>> BEGIN

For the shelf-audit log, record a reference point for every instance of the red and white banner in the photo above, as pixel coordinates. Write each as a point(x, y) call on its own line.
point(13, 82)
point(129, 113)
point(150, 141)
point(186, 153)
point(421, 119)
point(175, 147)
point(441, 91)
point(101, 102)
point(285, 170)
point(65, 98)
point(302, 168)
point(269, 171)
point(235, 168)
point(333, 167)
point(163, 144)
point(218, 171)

>> END

- DIRECTIVE -
Print every item above once more, word for word and line for line.

- WRITTEN REPLY -
For the shelf-audit log, record a reference point for every instance of the red and white banner in the photo above, as pixel coordinates. Write each as a point(x, y) call on its own line.
point(13, 82)
point(129, 113)
point(150, 141)
point(186, 153)
point(421, 119)
point(175, 147)
point(441, 91)
point(101, 102)
point(285, 170)
point(65, 98)
point(302, 168)
point(269, 171)
point(235, 168)
point(333, 167)
point(163, 144)
point(218, 171)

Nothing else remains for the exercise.